■ **TEXTE SOURCE**:
--------------------------------------------------

Arcom : le futur visage de la lutte anti-piratage

#Anéfé2019
Droit 10 min
Arcom : le futur visage de la lutte anti-piratage
Crédits : Tero Vesalainen/iStock

La future grande loi sur l’audiovisuel va consacrer le mariage entre la Hadopi et le CSA. À l’occasion de cette fusion, le gouvernement entend aiguiser les outils de lutte contre le piratage. Tour d’horizon actualisé des principales mesures.

Le projet de loi sur l’audiovisuel est actuellement en phase d’analyse auprès des différentes autorités administratives. Il terminera ce parcours par un examen du Conseil d’État avant sa présentation en conseil des ministres puis son dépôt au Parlement.

Nos confrères de Contexte ont révélé la dernière mouture de l’avant-projet de loi. Le volet antipiratage s’inscrit dans le sillage du texte révélé dans nos colonnes cet été.

C’est donc bel et bien confirmé : la Hadopi, après dix longues années d’existence, s’apprête à disparaitre, fusionnée avec le CSA au sein de l’Arcom, future autorité de régulation des communications audiovisuelles et numériques. Sans surprise, elle récupère l’ensemble des missions de la Hadopi. Dans le Code de la propriété intellectuelle, toutes les mentions de l’actuelle autorité sont très logiquement remplacées par ce nouveau sigle.

Des avertissements envoyés sur Gmail

Elle disposera comme sa future ancêtre d’agents assermentés aptes à recevoir les saisines des sociétés de gestion collective, celles constatant une mise à disposition d’œuvres sur les réseaux P2P.

Ces saisines seront ensuite utilisées pour adresser, comme aujourd’hui, des lettres d’avertissements.

La tourelle pénale de l’Arcom pourra adresser son courrier non seulement aux adresses des FAI mais aussi aux « adresses électroniques » dont elle dispose. L’abonné qui n’utilise pas l’adresse de son FAI, mais un compte Gmail par exemple, pourra donc recevoir ce mail, si du moins cette adresse est connue d’une manière ou d’une autre.

--------------------------------------------------

■ **CONSIGNE 1**:
D'après l'article sur l'Arcom, pourquoi un abonné qui utilise un compte Gmail plutôt que l'adresse de son FAI pourra-t-il recevoir une lettre d'avertissement ? Répondez en une à trois phrases.

--------------------------------------------------

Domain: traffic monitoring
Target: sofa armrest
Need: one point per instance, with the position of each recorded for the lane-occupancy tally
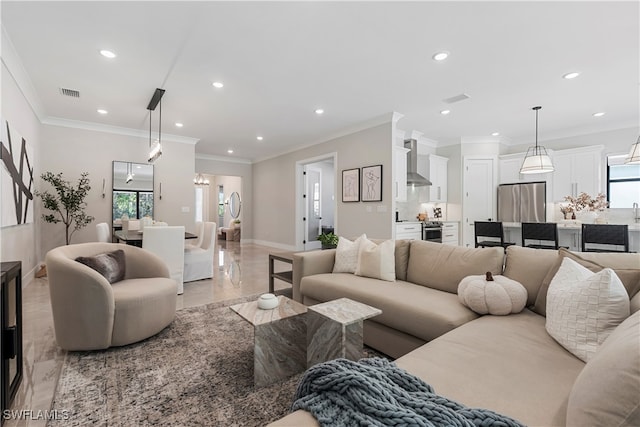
(309, 263)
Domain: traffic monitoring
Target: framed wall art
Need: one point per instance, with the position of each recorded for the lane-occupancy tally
(351, 185)
(372, 183)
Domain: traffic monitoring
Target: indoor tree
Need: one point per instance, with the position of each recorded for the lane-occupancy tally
(66, 202)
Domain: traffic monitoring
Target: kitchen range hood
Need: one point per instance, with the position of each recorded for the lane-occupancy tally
(413, 177)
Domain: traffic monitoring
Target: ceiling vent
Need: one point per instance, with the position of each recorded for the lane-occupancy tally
(456, 98)
(70, 92)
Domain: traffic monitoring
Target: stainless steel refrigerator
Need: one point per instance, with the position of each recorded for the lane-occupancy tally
(522, 202)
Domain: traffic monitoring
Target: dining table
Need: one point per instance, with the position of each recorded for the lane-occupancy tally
(134, 237)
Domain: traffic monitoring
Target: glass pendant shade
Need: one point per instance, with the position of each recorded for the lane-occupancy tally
(537, 159)
(634, 154)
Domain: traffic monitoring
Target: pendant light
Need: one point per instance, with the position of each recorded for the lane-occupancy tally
(155, 148)
(634, 154)
(537, 159)
(129, 174)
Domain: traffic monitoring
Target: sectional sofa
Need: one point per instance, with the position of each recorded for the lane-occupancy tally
(509, 364)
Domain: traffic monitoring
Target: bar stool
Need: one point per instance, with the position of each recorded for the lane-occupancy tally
(491, 230)
(605, 234)
(541, 232)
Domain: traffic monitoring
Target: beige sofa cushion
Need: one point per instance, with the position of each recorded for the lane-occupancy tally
(377, 261)
(583, 307)
(626, 267)
(347, 254)
(607, 391)
(416, 310)
(508, 364)
(529, 267)
(442, 267)
(401, 256)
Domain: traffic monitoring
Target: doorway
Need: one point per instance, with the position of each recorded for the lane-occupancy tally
(479, 189)
(315, 200)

--------------------------------------------------

■ **CONSIGNE 2**:
Indiquez combien de lignes des enregistrements contiennent le mot « pendant », en respectant la casse, et donnez uniquement ce nombre.

■ **SOLUTION DÉTAILLÉE 1**:
La tourelle pénale de l'Arcom pourra envoyer son courrier non seulement aux adresses des FAI, mais aussi aux « adresses électroniques » dont elle dispose. Un abonné utilisant un compte Gmail pourra donc recevoir ce mail, à condition que cette adresse soit connue d'une manière ou d'une autre.

■ **SOLUTION DÉTAILLÉE 2**:
2